---------- The data

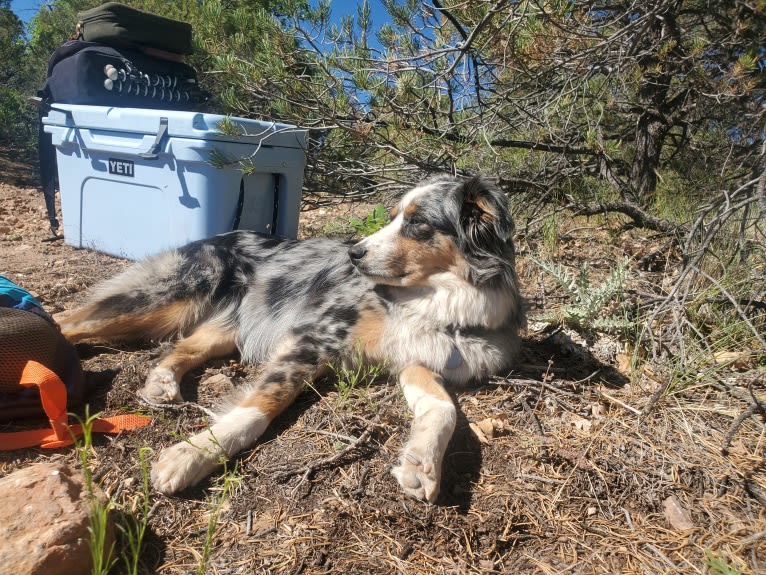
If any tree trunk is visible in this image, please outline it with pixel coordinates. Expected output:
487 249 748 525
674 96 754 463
628 111 668 206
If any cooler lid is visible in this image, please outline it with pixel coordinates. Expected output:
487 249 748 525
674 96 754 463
43 103 307 149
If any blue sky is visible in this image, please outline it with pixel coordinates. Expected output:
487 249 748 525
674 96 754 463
11 0 45 23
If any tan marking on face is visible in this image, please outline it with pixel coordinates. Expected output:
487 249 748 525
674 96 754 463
351 308 386 361
390 232 468 284
470 196 497 223
399 365 452 402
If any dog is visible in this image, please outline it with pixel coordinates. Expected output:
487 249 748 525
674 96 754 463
61 176 525 502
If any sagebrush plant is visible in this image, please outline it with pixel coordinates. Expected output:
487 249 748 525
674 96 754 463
532 258 634 332
705 549 742 575
118 447 153 575
328 344 386 407
197 464 242 575
348 204 388 236
74 405 117 575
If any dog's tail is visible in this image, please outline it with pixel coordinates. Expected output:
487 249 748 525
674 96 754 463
60 245 236 342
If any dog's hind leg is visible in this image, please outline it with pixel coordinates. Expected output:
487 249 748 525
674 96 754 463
391 365 457 503
151 338 325 493
138 321 237 403
54 300 191 343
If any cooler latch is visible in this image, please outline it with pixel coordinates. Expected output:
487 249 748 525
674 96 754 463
138 118 168 160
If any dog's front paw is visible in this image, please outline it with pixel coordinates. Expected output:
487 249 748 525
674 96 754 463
138 367 182 404
151 442 220 493
391 446 441 503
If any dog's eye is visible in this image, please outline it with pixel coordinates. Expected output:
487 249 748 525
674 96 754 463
407 215 433 235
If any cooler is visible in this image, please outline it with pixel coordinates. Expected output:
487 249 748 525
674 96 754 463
43 104 306 259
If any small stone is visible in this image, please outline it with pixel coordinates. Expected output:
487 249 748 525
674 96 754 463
0 463 114 575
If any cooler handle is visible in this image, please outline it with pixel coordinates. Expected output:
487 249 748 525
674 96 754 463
51 117 168 160
138 118 168 160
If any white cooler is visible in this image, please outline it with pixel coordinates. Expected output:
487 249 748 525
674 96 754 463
43 104 306 259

--------------------

Write out the records word for word, starting with their first line and going on through the line with "43 103 307 149", both included. Leave the pictures out of your answer.

If any tree trunk is visible in this image, please outline it with pixel coordinates. Expected output:
487 249 748 525
674 96 754 463
628 111 668 206
If any cooler lid is visible in this image, please outline it with pixel coordinates. Expected output:
487 249 748 525
674 96 754 463
43 103 307 149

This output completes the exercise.